| STATED GOAL |
Put every line of the listing below into a numbered list, omitting blank lines.

| DATA ROWS |
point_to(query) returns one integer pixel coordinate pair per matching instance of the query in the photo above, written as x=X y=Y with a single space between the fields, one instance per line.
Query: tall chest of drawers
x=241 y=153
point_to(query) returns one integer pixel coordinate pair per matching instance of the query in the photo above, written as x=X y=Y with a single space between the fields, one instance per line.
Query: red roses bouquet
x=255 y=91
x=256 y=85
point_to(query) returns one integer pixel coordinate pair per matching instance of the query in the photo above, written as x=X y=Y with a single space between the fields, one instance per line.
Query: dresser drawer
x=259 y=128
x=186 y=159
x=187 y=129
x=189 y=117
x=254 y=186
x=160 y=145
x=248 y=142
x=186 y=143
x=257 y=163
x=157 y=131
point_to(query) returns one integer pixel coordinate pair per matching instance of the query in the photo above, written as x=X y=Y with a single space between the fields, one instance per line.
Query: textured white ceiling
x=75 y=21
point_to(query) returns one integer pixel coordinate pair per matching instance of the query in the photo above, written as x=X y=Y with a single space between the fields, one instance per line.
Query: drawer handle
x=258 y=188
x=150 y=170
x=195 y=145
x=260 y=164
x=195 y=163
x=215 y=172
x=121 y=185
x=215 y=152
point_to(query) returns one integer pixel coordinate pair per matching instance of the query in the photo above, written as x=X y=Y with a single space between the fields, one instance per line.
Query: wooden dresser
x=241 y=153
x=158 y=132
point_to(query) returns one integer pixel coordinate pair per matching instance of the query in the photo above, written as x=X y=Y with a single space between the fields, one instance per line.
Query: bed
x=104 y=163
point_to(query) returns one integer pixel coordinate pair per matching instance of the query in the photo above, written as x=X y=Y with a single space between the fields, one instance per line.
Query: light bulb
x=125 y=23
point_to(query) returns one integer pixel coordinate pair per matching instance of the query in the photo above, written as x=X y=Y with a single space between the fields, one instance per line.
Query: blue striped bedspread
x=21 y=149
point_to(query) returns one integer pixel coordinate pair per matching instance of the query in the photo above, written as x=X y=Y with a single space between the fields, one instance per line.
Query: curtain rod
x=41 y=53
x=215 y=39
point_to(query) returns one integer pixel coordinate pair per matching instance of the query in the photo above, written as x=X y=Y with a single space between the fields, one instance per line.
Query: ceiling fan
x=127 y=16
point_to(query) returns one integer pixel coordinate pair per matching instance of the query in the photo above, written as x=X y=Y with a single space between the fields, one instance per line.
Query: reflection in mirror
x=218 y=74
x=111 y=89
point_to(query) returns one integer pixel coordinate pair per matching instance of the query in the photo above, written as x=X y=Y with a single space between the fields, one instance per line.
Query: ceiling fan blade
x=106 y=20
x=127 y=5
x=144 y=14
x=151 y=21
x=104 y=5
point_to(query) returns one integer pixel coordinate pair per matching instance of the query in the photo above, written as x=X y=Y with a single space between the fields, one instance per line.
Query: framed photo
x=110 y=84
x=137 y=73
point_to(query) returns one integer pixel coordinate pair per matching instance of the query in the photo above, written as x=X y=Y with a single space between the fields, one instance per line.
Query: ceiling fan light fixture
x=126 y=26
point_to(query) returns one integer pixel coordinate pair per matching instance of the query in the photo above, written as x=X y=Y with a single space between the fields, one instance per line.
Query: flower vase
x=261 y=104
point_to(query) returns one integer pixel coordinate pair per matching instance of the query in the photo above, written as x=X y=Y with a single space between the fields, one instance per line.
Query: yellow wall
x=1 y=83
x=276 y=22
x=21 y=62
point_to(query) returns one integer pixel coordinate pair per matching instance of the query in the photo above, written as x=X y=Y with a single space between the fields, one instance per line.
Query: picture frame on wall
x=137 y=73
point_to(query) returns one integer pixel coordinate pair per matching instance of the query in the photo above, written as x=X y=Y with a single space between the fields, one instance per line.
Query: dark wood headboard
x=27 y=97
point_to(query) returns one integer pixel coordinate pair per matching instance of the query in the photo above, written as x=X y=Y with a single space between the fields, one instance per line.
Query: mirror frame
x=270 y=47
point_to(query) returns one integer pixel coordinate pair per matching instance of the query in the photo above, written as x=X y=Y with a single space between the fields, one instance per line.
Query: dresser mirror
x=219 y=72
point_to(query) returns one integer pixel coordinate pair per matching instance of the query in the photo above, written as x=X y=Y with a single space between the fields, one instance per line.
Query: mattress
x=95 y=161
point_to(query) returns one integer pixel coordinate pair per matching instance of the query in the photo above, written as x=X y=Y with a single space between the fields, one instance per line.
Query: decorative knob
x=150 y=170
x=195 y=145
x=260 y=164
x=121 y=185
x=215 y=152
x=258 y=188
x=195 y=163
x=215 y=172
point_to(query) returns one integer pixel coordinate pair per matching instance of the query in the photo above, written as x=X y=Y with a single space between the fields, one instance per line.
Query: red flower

| RESULT OF THE EXERCISE |
1. point_to(query) returns one integer pixel coordinate pair per matching instance of the query in the photo above, written as x=X y=Y with a single space between the fields, one instance per line.
2. Query: tall chest of drawers
3. x=241 y=153
4. point_to(query) returns one integer pixel coordinate pair per matching instance of the query in the photo above, written as x=X y=Y with a single space between the fields, one instance per line.
5. Query: red roses bouquet
6. x=255 y=91
7. x=256 y=85
8. point_to(query) returns one integer pixel coordinate pair per matching instance of the query in the photo above, written as x=X y=Y with a single space between the fields, one instance per line.
9. Query: dresser drawer
10. x=259 y=128
11. x=186 y=159
12. x=187 y=129
13. x=189 y=117
14. x=254 y=186
15. x=160 y=145
16. x=248 y=142
17. x=186 y=143
18. x=257 y=163
19. x=157 y=131
20. point_to(query) returns one integer pixel coordinate pair per matching instance of the query in the photo above, written as x=X y=Y with a single space between the fields, one instance per line.
21. Query: textured white ceiling
22. x=75 y=21
23. point_to(query) returns one integer pixel coordinate pair per matching instance of the query in the photo above, written as x=X y=Y with a single space between the fields, one instance per line.
24. Query: drawer handle
25. x=258 y=188
26. x=150 y=170
27. x=195 y=145
28. x=260 y=164
29. x=195 y=163
30. x=215 y=172
31. x=121 y=185
32. x=215 y=152
33. point_to(query) returns one integer pixel coordinate pair per matching instance of the query in the photo above, written as x=X y=Y with a single space between the fields, one instance per line.
34. Query: wooden dresser
35. x=241 y=153
36. x=158 y=132
37. point_to(query) returns one integer pixel coordinate pair per matching instance of the query in the photo above, written as x=X y=Y with a single space between the fields, one instance per line.
38. Query: bed
39. x=104 y=163
40. point_to(query) returns one integer pixel coordinate pair per matching instance of the query in the photo above, written as x=X y=Y with a single space between the fields, one instance per line.
41. Query: light bulb
42. x=125 y=23
43. point_to(query) returns one integer pixel coordinate pair per matching instance of the query in the photo above, written as x=X y=Y with a single space between the fields, one instance per line.
44. Query: blue striped bedspread
45. x=21 y=149
46. point_to(query) returns one integer pixel coordinate pair per matching instance of the query in the photo above, written as x=X y=Y with a single space between the fields, one instance per line.
47. Query: curtain rod
48. x=41 y=53
49. x=215 y=39
50. point_to(query) returns one integer pixel coordinate pair per matching instance of the query in the photo above, written as x=X y=Y with a single space between the fields, one instance per line.
51. Query: ceiling fan
52. x=127 y=16
53. point_to(query) returns one integer pixel coordinate pair per matching instance of the query in the photo above, written as x=X y=Y with a single space between the fields, one instance per line.
54. Query: reflection in mirror
55. x=218 y=74
56. x=111 y=89
57. point_to(query) returns one integer pixel coordinate pair per matching instance of the query in the photo above, written as x=X y=Y with a single space between the fields, one instance per line.
58. Query: ceiling fan blade
59. x=106 y=20
60. x=127 y=5
61. x=144 y=14
62. x=151 y=21
63. x=104 y=5
64. point_to(query) returns one integer pixel coordinate pair per matching instance of the query in the photo above, written as x=X y=Y with a single space between the fields, one instance per line.
65. Query: framed photo
66. x=110 y=84
67. x=137 y=73
68. point_to(query) returns one integer pixel coordinate pair per matching instance of the query in the photo above, written as x=X y=Y with a single space between the fields, one instance per line.
69. Query: ceiling fan light fixture
70. x=126 y=26
71. point_to(query) returns one integer pixel coordinate pair per matching instance of the query in the photo above, written as x=X y=Y with a single space between the fields, one instance per line.
72. Query: flower vase
73. x=261 y=104
74. point_to(query) returns one integer pixel coordinate pair per matching instance of the query in the photo above, written as x=X y=Y with a single space between the fields, one instance per line.
75. Query: yellow wall
76. x=1 y=83
77. x=276 y=22
78. x=21 y=62
79. point_to(query) returns one integer pixel coordinate pair per matching instance of the query in the photo above, written as x=X y=Y with a single space between the fields, one instance per line.
80. Query: picture frame on wall
81. x=137 y=73
82. point_to(query) returns one integer pixel coordinate pair per matching instance of the query in the photo above, written as x=X y=Y with a single space between the fields, one instance per line.
83. Query: dark wood headboard
84. x=27 y=97
85. point_to(query) returns one integer pixel coordinate pair per matching instance of the query in the photo above, written as x=X y=Y with a single space between the fields, one instance per line.
86. Query: mirror frame
87. x=270 y=47
88. point_to(query) returns one integer pixel coordinate pair per matching instance of the query in the photo above, written as x=X y=Y with a single space between the fields, one instance per line.
89. Query: dresser mirror
90. x=219 y=72
91. point_to(query) returns one integer pixel coordinate pair per matching instance of the query in the photo above, written as x=X y=Y with a single space between the fields, one instance per line.
92. Query: mattress
93. x=95 y=161
94. point_to(query) returns one integer pixel coordinate pair per matching instance of the query in the photo above, written as x=X y=Y with a single space between the fields, one instance per line.
95. Query: decorative knob
96. x=150 y=170
97. x=195 y=145
98. x=260 y=164
99. x=121 y=185
100. x=215 y=152
101. x=258 y=188
102. x=195 y=163
103. x=215 y=172
104. point_to(query) returns one integer pixel coordinate pair per matching instance of the query in the photo above, written as x=X y=Y with a single space between the fields, one instance per line.
105. Query: red flower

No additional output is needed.